Exercise details: Please rewrite the rows between the lines holding "out the wall" and "[(142, 76)]", inclusive, as a numbered list, leaving out any blank lines.

....

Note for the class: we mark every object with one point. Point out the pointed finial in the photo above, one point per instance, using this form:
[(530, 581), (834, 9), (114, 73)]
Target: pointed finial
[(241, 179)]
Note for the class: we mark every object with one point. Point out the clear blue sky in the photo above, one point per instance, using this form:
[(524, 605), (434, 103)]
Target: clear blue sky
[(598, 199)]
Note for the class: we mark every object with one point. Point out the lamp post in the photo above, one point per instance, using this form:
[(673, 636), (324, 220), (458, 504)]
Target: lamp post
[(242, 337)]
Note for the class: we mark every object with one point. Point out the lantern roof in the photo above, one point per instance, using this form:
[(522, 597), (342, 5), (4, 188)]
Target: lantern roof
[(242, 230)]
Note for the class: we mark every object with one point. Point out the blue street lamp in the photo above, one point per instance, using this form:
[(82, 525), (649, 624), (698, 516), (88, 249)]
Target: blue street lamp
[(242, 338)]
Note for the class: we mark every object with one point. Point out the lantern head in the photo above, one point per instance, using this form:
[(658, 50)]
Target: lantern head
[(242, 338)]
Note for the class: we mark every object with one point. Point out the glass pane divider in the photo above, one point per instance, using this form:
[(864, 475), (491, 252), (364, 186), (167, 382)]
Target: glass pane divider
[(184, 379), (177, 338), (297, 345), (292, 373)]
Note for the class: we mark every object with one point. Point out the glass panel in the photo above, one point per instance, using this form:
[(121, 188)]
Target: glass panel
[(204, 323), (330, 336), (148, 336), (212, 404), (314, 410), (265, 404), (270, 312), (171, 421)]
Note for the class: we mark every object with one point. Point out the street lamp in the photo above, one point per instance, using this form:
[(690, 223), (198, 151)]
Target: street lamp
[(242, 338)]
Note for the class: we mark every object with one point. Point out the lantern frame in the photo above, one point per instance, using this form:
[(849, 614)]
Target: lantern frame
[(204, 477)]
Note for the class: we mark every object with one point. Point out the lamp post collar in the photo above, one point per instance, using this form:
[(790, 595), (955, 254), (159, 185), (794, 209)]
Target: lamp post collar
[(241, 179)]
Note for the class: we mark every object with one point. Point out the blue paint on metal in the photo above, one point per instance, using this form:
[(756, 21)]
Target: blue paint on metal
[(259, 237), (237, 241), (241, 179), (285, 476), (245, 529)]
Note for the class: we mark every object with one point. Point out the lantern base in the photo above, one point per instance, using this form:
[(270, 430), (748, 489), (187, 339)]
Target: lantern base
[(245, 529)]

....

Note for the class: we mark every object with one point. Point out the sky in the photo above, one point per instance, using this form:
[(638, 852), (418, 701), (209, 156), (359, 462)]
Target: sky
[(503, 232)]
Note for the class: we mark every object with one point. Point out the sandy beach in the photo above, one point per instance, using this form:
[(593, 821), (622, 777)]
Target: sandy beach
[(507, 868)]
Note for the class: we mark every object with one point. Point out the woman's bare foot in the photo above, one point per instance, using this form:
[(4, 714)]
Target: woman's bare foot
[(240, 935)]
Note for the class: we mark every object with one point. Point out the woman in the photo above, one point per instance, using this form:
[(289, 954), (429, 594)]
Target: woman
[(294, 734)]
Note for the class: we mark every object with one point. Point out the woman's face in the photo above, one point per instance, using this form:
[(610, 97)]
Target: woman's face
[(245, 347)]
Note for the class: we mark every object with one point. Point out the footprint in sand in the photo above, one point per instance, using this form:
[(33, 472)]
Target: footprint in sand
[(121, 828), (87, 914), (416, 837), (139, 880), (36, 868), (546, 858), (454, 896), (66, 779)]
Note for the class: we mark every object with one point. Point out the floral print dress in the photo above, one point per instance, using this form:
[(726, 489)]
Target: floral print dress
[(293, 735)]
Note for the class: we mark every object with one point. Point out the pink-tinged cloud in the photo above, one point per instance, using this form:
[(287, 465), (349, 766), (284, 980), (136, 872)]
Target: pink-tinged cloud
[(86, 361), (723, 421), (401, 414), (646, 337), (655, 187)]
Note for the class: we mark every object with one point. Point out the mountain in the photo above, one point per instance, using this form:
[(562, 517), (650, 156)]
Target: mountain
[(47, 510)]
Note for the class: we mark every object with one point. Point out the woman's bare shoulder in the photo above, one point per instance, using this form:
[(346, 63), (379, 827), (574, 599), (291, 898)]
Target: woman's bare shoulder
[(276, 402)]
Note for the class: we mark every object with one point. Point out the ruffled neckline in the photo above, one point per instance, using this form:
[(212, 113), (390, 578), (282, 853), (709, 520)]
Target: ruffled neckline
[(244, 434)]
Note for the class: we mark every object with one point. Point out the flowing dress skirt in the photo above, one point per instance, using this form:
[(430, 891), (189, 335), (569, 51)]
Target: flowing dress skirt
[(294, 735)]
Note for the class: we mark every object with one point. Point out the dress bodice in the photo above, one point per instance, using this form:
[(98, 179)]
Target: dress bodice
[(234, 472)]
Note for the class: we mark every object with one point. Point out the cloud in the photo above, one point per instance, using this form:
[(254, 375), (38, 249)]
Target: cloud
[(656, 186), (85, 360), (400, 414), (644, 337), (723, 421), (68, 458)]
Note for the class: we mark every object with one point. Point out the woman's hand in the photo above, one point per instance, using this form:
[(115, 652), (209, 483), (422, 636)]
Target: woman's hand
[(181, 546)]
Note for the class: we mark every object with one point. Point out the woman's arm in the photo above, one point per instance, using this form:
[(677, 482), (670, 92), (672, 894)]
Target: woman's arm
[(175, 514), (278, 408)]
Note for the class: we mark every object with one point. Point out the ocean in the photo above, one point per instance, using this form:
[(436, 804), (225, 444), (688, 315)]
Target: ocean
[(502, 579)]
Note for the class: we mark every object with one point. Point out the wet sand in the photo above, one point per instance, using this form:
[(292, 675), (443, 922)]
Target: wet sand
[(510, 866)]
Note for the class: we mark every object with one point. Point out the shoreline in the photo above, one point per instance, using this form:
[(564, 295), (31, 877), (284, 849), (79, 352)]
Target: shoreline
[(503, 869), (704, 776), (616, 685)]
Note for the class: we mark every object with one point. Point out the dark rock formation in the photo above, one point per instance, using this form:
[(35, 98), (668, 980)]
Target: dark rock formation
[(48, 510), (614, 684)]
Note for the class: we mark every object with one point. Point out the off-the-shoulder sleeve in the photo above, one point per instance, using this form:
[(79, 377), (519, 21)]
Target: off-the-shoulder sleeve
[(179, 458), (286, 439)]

....

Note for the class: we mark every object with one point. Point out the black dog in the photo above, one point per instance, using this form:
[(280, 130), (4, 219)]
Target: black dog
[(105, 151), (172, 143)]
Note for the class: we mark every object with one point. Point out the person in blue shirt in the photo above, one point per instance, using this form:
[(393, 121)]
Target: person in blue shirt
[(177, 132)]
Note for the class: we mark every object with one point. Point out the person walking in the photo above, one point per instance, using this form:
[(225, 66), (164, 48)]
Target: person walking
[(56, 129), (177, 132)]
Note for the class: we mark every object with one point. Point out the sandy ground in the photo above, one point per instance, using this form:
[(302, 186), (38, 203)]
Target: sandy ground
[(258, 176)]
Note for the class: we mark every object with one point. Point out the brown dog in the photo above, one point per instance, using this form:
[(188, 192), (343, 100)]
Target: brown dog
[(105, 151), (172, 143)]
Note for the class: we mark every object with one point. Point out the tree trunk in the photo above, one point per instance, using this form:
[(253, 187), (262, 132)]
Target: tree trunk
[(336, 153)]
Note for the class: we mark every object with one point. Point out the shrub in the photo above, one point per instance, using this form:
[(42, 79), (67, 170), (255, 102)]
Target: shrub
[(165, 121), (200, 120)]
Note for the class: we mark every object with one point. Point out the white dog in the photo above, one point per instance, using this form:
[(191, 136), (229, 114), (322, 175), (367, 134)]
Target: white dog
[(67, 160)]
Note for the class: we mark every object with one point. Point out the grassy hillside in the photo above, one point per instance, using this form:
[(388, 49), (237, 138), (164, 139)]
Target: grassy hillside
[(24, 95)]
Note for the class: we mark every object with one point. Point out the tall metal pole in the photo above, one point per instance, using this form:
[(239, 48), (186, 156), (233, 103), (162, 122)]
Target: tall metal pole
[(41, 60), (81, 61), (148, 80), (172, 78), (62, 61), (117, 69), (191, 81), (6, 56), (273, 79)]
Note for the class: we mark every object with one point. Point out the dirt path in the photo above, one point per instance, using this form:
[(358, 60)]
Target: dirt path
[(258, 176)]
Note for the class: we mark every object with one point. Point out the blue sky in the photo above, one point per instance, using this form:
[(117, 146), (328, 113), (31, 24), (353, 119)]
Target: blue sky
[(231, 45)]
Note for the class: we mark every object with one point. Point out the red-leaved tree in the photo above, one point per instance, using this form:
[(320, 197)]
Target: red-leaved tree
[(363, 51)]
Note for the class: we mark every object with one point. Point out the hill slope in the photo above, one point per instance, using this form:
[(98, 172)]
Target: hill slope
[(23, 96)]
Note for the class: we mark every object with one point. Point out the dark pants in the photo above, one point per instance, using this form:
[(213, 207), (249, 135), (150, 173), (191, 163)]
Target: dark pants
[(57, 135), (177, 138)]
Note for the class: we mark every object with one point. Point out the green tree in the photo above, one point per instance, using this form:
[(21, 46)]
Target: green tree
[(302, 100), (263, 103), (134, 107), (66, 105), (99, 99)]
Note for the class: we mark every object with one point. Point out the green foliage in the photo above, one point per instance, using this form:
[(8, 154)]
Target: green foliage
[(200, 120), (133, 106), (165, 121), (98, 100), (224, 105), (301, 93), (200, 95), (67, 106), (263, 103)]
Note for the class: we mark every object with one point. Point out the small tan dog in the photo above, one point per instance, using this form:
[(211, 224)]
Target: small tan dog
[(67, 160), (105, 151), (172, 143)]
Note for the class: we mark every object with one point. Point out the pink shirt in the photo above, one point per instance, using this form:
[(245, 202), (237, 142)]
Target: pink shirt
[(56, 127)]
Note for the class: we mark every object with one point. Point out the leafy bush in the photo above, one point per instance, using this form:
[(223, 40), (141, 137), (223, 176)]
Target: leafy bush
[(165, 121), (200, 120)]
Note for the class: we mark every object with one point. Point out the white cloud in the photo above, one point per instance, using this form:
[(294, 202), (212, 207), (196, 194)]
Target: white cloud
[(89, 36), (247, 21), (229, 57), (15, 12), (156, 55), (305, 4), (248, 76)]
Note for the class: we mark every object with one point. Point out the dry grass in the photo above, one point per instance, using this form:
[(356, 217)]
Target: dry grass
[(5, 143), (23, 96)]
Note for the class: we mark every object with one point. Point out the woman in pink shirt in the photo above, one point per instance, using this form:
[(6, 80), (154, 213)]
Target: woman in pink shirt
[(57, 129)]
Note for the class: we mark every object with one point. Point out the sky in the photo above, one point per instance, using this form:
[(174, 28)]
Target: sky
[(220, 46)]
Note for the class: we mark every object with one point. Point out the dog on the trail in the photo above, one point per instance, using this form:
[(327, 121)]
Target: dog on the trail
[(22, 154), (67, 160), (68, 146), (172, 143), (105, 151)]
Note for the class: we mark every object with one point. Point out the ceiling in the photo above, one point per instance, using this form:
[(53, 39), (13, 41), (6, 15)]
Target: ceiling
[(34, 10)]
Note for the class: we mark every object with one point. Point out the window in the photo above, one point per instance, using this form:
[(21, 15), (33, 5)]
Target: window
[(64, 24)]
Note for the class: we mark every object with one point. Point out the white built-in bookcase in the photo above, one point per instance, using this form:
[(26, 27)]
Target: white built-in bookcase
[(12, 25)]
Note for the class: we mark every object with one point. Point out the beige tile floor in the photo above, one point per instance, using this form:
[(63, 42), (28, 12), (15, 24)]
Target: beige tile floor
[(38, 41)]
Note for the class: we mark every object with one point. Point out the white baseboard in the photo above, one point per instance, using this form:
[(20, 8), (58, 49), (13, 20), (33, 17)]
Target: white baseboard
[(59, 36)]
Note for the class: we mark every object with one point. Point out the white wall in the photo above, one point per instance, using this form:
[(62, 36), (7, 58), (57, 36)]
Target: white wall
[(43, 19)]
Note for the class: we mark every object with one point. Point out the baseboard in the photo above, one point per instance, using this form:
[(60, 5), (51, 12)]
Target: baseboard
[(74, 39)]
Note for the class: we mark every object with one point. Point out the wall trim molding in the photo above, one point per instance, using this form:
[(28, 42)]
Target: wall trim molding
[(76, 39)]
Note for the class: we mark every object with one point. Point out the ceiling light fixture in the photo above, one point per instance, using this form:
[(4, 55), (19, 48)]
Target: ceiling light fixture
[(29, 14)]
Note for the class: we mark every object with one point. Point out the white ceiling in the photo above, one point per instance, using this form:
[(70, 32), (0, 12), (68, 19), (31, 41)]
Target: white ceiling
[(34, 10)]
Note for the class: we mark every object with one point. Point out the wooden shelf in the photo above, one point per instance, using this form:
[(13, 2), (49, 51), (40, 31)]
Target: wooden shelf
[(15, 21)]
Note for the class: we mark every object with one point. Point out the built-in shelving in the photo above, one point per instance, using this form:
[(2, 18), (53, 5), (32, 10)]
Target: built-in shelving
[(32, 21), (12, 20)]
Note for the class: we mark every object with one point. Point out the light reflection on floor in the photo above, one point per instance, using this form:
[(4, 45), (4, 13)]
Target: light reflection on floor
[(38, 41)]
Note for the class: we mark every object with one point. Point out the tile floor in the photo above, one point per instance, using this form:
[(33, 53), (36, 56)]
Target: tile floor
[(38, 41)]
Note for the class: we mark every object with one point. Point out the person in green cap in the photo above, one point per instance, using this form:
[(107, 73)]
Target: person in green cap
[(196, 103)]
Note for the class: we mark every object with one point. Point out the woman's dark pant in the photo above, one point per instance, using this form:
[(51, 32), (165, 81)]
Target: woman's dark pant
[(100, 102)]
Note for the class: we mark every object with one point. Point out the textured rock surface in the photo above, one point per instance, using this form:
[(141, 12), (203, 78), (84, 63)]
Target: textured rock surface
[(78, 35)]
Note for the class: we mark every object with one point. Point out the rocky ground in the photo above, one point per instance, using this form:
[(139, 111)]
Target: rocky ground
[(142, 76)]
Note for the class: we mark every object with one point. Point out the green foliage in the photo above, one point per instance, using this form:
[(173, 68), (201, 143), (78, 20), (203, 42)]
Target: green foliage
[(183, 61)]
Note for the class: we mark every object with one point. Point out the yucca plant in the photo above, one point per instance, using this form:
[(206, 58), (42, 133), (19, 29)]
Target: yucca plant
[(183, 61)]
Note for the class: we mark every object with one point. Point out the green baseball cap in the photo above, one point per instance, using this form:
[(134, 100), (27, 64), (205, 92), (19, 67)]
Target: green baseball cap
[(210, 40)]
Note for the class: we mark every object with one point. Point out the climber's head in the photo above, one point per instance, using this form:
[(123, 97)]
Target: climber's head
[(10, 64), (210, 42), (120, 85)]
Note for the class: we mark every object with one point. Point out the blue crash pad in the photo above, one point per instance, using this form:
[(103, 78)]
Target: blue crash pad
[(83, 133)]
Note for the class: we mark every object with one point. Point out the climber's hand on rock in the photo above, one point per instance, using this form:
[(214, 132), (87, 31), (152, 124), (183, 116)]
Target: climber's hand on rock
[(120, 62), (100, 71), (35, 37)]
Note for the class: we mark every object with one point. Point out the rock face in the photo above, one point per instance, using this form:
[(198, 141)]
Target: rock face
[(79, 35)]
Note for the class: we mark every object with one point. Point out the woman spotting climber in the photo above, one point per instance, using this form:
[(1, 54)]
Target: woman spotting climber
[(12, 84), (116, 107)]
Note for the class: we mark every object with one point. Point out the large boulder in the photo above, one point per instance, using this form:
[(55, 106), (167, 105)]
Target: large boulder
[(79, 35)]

....

In response:
1. Note for the class: we mark every object with one point. Point out the wall trim molding in the photo above, one point per instance, using this form:
2. [(28, 42)]
3. Target: wall trim molding
4. [(76, 39)]
5. Note for the class: we mark every object with one point. Point out the ceiling light fixture in the photo above, one point per instance, using this form:
6. [(4, 55), (19, 48)]
7. Target: ceiling light fixture
8. [(29, 14)]
9. Note for the class: we mark every object with one point. Point out the white ceiling in the photo above, one point per instance, using this form:
10. [(70, 32), (0, 12), (68, 19), (31, 41)]
11. Target: white ceiling
12. [(34, 10)]
13. Note for the class: we mark every object with one point. Point out the wooden shelf in the photo above, one point per instance, using this form:
14. [(13, 2), (49, 51), (40, 31)]
15. Target: wooden shelf
16. [(15, 21)]
17. Note for the class: we mark every object with one point. Point out the built-in shelving in the photo above, one point per instance, using this form:
18. [(2, 18), (53, 5), (32, 10)]
19. Target: built-in shelving
20. [(32, 21), (12, 20)]
21. Note for the class: we mark every object with one point. Point out the light reflection on floor in the photo above, one point per instance, using this form:
22. [(4, 45), (4, 13)]
23. Target: light reflection on floor
24. [(38, 41)]
25. Note for the class: we mark every object with one point. Point out the tile floor in the photo above, one point per instance, using this form:
26. [(33, 53), (36, 56)]
27. Target: tile floor
28. [(38, 41)]
29. Note for the class: we mark every object with one point. Point out the person in green cap in the photo above, one point per instance, using this form:
30. [(107, 73)]
31. Target: person in green cap
32. [(196, 103)]
33. Note for the class: we mark every object with one point. Point out the woman's dark pant in the photo above, one point per instance, using this form:
34. [(51, 32), (165, 81)]
35. Target: woman's dark pant
36. [(100, 102)]
37. Note for the class: we mark every object with one point. Point out the textured rock surface in the photo above, one point per instance, using this form:
38. [(141, 12), (203, 78), (84, 63)]
39. Target: textured rock surface
40. [(78, 35)]
41. Note for the class: we mark every object with one point. Point out the rocky ground in the photo above, one point per instance, using this form:
42. [(139, 111)]
43. Target: rocky ground
44. [(142, 76)]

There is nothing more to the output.